++++ Source excerpt

HILTON HEAD, South Carolina

Bob and Heather Cherichella’s decision to pull up stakes and relocate to Hilton Head seemed more of a foregone conclusion than an actual decision. Having maintained a second home in Wexford Plantation for several years, they’d grown fond of the community and the friends who lived there.

In North Carolina, they were closer to their youngest child, a student at Emory University, and Bob was right in the heart of the East Coast territory he managed. When they stopped to think about it, it made no sense to stay put. “Why are we living in Indiana?” they asked themselves. “Let’s come here full time!”

Everything about the place felt right. “There’s a rhythm we really like,” Bob explains. “A bit of the Old South. And great people! The weather’s warm, and the roads aren’t crowded. It suits our temperament.”

On Valentine’s Day 2001, they bought a new house in Wexford Plantation and immediately undertook an extensive six-month renovation. (Bob’s friends asked, “What are you going to give her next Valentine’s Day?”) The Cherichellas remained in the house while it was being remodeled, moving from room to room and vacating the premises only once (for 14 days) while the hardwood floors were being installed.

++++++++
++++ Extracted records

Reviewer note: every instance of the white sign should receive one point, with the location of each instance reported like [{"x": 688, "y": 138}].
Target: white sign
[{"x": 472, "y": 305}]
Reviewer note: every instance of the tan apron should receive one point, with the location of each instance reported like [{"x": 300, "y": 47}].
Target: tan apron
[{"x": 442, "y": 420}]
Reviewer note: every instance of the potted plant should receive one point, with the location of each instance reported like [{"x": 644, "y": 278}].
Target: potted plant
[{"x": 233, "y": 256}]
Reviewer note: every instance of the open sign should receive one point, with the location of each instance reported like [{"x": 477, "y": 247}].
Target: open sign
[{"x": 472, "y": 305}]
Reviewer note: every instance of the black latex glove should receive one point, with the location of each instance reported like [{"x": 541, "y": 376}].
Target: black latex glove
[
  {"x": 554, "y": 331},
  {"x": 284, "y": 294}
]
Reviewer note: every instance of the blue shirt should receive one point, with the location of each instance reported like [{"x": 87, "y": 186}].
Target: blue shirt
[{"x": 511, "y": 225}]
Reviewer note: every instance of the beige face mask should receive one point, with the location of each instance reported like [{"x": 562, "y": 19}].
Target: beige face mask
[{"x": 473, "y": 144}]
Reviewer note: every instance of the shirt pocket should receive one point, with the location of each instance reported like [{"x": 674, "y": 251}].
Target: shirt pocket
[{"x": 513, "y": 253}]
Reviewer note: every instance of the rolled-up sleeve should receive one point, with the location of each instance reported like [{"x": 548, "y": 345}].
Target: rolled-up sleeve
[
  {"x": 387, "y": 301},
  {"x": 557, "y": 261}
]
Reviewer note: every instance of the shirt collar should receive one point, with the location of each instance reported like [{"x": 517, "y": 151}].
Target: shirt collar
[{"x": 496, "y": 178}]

++++++++

● Directions
A. Decide whether each statement agrees with the Hilton Head passage, answering yes or no and quoting the words of the passage that settle it.
(i) The Cherichellas bought their new house on Valentine's Day 2001.
(ii) The renovation of the new house took about a year.
(iii) The couple stayed out of the house for the whole renovation.
B. Copy out the Hilton Head passage word for word, beginning at the words "Bob and Heather" and stopping after "who lived there.".
Nothing in the listing above is needed.

● Answers for this exercise
A.
(i) Yes: "On Valentine’s Day 2001, they bought a new house in Wexford Plantation"
(ii) No: "immediately undertook an extensive six-month renovation"
(iii) No: "vacating the premises only once (for 14 days) while the hardwood floors were being installed"

B.
Bob and Heather Cherichella’s decision to pull up stakes and relocate to Hilton Head seemed more of a foregone conclusion than an actual decision. Having maintained a second home in Wexford Plantation for several years, they’d grown fond of the community and the friends who lived there.